[Short exercise]: Convert the portion of the records that opens with the line containing "Can you spot the window" and closes with the line containing "209, 500, 262]]" into a Markdown table with the columns Row and Text. Put one line per row with its row number, and leave out blank lines.

:: Dataset content

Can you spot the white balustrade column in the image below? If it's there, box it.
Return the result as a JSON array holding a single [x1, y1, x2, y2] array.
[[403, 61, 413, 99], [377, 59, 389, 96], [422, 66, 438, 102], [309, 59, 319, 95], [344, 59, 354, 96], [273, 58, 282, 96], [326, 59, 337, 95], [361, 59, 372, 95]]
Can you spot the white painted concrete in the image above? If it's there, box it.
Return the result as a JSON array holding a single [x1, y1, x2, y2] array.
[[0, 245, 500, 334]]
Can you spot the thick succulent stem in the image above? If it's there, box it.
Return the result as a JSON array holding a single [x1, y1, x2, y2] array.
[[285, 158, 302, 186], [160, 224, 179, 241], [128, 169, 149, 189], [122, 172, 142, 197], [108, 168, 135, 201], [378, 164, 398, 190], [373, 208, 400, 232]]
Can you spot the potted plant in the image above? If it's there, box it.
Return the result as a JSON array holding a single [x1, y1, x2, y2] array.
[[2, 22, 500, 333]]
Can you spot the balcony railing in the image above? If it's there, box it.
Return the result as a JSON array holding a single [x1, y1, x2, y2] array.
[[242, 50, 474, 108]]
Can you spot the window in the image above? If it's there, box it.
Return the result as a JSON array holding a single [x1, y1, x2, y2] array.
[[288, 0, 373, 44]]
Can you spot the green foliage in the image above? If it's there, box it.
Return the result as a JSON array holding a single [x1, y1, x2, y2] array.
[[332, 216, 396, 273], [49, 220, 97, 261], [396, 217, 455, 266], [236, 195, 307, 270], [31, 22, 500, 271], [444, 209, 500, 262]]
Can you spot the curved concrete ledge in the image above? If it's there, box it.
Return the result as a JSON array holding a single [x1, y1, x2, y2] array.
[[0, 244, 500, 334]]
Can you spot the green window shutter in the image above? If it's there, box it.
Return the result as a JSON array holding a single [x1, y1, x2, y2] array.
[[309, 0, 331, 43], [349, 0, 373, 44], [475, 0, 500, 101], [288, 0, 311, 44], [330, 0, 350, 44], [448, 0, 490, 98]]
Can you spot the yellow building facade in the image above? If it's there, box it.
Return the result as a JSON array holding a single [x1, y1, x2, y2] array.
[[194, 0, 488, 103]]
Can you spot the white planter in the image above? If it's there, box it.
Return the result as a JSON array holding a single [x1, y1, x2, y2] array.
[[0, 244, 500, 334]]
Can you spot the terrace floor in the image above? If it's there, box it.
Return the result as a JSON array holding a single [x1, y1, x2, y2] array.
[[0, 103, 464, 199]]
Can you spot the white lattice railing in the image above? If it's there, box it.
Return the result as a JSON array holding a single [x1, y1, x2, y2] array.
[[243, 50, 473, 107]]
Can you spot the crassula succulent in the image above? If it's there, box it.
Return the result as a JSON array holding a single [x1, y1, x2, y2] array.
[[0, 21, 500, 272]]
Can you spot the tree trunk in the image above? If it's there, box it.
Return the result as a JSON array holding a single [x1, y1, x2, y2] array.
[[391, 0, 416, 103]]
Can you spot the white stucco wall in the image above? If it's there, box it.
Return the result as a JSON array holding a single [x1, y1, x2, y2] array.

::::

[Answer to the exercise]:
| Row | Text |
|---|---|
| 1 | Can you spot the window in the image above? If it's there, box it. |
| 2 | Return the result as a JSON array holding a single [x1, y1, x2, y2] array. |
| 3 | [[288, 0, 373, 44]] |
| 4 | Can you spot the green foliage in the image above? If it's there, box it. |
| 5 | Return the result as a JSON array holding a single [x1, y1, x2, y2] array. |
| 6 | [[332, 216, 396, 273], [49, 220, 97, 261], [396, 217, 455, 266], [236, 195, 307, 270], [31, 22, 500, 271], [444, 209, 500, 262]] |